____ Entries supplied
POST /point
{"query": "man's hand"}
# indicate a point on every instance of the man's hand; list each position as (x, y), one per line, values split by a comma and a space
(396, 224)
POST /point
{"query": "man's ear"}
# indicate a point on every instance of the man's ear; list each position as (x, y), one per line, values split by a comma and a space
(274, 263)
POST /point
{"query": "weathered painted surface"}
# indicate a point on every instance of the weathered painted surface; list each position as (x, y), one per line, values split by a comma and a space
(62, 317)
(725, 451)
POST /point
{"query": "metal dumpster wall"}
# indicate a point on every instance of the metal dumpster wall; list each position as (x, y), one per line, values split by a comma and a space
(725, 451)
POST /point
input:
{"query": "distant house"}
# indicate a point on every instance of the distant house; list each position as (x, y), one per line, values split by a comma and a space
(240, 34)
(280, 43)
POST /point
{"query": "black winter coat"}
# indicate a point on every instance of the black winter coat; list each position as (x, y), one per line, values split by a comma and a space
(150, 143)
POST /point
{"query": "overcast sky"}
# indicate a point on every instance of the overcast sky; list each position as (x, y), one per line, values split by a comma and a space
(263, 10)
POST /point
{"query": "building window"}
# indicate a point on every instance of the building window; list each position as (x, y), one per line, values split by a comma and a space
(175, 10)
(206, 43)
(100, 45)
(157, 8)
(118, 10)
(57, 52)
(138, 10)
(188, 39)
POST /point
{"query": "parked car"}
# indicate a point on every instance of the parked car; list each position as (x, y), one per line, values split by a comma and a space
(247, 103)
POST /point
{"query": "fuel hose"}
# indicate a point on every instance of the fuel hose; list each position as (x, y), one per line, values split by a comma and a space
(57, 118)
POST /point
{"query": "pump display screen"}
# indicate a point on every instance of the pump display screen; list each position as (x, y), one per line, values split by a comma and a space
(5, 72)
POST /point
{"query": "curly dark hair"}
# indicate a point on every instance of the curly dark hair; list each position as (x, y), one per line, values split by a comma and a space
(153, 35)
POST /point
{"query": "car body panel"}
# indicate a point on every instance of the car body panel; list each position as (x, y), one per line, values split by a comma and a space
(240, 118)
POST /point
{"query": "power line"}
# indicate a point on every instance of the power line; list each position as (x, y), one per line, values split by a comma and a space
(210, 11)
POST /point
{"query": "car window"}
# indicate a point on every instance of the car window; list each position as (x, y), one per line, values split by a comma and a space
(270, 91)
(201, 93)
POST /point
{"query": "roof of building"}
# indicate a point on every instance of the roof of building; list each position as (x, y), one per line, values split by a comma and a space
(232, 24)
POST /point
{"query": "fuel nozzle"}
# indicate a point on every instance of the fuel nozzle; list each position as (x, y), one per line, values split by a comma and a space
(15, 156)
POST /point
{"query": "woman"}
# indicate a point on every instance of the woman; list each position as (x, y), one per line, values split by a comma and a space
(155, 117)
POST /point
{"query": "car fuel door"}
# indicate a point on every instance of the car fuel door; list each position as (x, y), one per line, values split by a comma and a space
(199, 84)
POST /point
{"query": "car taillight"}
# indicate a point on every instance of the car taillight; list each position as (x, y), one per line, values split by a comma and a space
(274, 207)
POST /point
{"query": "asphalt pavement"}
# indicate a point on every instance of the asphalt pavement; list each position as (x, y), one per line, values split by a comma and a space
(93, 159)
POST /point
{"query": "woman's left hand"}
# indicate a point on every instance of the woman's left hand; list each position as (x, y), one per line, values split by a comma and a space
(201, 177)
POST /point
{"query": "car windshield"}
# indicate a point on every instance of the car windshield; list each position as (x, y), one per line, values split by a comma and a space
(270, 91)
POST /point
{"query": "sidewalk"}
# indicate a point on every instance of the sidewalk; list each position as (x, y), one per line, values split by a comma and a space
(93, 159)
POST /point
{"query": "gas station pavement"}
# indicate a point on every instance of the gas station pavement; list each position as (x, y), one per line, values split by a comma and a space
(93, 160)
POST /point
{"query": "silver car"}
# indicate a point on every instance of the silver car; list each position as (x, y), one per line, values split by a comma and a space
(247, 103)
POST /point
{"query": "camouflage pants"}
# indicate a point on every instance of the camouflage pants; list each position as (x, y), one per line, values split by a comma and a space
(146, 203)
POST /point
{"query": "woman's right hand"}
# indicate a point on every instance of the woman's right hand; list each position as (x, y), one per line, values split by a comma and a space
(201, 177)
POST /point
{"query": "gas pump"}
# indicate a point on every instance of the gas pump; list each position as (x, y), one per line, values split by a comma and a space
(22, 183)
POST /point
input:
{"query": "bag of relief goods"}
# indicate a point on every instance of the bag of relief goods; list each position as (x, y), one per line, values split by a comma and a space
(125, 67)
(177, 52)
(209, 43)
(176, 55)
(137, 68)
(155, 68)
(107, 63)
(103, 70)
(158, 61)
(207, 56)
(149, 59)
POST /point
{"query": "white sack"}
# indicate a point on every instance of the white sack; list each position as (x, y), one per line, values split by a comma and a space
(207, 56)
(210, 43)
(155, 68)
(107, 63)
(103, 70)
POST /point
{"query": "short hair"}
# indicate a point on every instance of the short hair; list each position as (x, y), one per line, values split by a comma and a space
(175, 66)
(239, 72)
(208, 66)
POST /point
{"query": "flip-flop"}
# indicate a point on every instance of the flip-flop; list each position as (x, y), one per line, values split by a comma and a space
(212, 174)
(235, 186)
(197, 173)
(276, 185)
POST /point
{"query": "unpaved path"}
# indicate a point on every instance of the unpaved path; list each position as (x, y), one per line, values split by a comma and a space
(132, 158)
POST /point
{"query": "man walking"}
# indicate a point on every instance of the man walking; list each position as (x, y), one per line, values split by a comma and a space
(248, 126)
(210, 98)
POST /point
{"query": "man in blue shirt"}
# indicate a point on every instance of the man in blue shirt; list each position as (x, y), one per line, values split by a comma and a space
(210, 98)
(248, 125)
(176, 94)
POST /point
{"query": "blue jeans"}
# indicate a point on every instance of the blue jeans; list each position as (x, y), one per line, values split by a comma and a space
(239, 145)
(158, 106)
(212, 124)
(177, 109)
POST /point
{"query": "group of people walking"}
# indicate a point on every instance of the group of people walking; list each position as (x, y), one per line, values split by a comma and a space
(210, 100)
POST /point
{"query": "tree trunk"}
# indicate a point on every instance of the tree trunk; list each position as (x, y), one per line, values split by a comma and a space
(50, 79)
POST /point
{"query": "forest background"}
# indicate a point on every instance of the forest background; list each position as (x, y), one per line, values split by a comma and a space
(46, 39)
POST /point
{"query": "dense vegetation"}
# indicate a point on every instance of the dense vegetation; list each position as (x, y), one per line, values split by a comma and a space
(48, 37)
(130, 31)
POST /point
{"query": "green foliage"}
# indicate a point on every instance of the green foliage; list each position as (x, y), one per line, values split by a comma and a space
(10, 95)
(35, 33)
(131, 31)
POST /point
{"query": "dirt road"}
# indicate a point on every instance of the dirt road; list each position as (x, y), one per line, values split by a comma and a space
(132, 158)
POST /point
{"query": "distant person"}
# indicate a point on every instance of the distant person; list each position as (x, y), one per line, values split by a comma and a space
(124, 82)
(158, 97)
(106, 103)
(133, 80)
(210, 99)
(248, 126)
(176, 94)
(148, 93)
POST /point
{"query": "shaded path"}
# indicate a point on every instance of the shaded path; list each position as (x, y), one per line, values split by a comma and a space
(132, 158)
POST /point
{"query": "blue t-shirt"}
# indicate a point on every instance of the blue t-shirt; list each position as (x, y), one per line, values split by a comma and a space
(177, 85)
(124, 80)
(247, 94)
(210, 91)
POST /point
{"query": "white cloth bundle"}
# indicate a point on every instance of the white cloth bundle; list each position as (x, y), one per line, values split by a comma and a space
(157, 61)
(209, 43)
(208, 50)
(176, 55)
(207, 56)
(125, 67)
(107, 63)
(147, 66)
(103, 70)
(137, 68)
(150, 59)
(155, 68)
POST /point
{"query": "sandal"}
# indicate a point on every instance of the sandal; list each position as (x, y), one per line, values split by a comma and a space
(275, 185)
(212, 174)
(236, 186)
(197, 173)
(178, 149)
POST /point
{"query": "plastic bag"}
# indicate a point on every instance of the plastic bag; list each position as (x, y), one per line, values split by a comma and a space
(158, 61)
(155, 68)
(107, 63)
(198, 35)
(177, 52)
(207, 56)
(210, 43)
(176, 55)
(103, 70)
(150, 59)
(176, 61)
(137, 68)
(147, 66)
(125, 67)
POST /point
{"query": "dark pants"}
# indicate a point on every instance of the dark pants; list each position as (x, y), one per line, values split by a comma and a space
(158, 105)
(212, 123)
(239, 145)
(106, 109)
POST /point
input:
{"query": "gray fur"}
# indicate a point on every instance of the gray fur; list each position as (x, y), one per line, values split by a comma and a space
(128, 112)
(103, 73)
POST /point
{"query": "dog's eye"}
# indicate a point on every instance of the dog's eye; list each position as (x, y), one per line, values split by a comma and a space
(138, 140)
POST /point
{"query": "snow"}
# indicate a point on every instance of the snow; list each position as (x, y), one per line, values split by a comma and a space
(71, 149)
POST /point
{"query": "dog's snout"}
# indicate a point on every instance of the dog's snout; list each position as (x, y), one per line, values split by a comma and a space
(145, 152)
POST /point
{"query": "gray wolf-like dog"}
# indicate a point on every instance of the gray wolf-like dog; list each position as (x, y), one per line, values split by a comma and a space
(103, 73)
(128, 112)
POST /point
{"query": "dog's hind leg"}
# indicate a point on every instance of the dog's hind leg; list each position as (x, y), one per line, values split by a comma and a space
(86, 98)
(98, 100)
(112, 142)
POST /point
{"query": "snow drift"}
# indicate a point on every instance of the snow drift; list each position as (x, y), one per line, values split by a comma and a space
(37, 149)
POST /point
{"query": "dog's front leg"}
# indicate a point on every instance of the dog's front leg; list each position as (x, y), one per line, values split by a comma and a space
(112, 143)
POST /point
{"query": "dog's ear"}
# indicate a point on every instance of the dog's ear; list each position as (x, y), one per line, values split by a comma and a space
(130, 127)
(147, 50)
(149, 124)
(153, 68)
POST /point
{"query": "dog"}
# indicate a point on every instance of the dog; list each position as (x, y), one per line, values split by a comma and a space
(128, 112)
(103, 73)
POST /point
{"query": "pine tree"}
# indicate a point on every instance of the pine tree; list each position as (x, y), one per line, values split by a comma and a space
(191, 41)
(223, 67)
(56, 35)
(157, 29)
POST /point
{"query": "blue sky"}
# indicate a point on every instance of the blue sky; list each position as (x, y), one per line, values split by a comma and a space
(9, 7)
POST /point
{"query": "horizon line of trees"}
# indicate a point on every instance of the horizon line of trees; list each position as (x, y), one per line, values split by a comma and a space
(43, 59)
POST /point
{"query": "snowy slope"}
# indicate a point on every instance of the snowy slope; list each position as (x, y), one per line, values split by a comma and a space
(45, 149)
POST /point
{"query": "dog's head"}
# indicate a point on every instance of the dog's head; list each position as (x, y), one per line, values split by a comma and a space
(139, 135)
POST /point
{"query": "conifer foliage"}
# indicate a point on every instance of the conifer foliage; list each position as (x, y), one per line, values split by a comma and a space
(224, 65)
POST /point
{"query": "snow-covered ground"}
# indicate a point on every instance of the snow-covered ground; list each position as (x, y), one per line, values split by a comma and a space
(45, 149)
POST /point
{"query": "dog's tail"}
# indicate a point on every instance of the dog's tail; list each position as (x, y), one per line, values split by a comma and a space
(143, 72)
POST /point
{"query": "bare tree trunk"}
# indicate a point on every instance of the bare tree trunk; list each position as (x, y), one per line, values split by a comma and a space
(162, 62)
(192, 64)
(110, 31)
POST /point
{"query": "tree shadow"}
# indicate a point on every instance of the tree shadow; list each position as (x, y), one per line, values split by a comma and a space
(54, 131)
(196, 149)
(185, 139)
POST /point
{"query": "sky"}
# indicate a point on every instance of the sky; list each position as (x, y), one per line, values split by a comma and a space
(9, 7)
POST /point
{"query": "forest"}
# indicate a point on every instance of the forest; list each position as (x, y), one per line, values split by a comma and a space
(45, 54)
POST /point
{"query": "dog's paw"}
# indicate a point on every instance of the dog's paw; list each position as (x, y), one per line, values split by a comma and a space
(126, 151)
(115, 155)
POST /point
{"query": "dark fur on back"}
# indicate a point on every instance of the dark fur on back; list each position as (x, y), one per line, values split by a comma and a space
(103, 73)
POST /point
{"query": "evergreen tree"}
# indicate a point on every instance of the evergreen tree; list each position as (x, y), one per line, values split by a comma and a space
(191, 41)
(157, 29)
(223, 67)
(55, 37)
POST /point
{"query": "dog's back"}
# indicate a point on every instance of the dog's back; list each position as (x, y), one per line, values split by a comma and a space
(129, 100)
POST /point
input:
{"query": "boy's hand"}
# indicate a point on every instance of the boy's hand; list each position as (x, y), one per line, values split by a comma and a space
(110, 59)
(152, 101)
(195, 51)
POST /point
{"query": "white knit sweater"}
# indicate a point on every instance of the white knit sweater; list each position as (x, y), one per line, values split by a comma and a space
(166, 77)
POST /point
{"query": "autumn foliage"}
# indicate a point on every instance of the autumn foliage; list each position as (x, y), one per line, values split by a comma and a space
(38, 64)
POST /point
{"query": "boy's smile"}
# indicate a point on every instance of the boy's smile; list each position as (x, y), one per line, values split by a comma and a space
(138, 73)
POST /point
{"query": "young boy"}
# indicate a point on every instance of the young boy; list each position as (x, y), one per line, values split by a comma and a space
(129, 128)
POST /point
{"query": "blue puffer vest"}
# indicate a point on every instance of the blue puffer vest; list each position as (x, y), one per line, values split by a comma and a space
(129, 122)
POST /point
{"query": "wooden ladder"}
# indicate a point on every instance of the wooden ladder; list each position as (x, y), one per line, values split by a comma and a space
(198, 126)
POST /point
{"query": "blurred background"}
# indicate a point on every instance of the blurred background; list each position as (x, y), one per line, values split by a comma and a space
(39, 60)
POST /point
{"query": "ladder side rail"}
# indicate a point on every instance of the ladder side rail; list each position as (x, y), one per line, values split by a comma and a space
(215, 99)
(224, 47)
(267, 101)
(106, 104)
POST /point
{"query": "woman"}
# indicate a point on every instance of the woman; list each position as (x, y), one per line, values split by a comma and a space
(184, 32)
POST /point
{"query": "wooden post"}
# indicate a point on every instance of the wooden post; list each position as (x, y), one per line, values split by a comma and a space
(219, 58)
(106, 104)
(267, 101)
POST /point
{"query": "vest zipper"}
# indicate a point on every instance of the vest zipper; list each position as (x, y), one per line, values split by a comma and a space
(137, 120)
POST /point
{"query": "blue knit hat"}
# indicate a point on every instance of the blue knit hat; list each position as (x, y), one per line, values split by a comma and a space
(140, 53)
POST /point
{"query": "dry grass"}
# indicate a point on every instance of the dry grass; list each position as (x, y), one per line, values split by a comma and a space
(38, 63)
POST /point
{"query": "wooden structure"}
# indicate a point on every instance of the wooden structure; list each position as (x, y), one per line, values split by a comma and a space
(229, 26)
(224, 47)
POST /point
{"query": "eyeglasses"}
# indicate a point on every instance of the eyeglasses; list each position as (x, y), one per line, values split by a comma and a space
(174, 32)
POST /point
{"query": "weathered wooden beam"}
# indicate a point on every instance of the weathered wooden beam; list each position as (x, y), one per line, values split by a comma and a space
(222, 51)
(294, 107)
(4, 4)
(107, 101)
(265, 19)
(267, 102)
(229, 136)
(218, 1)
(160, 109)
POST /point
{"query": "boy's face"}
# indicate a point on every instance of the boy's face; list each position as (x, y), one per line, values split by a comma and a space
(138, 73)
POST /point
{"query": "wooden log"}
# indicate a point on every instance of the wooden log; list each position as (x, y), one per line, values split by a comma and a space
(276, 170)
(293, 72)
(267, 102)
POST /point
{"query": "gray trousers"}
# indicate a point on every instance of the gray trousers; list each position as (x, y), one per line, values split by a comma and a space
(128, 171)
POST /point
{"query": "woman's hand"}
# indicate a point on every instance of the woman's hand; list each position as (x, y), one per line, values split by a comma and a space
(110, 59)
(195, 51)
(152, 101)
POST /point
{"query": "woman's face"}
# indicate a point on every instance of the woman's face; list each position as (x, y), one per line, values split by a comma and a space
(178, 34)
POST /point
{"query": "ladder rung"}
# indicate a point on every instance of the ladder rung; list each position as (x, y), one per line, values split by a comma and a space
________
Work required:
List every line in the entries above that contains the string "flip", copying each one in full. Treat the match as case-sensitive.

Response to the exercise:
{"query": "flip-flop"}
# indicate a point on every instance of the flip-flop; list each position as (x, y), one per line, values split by a comma and a space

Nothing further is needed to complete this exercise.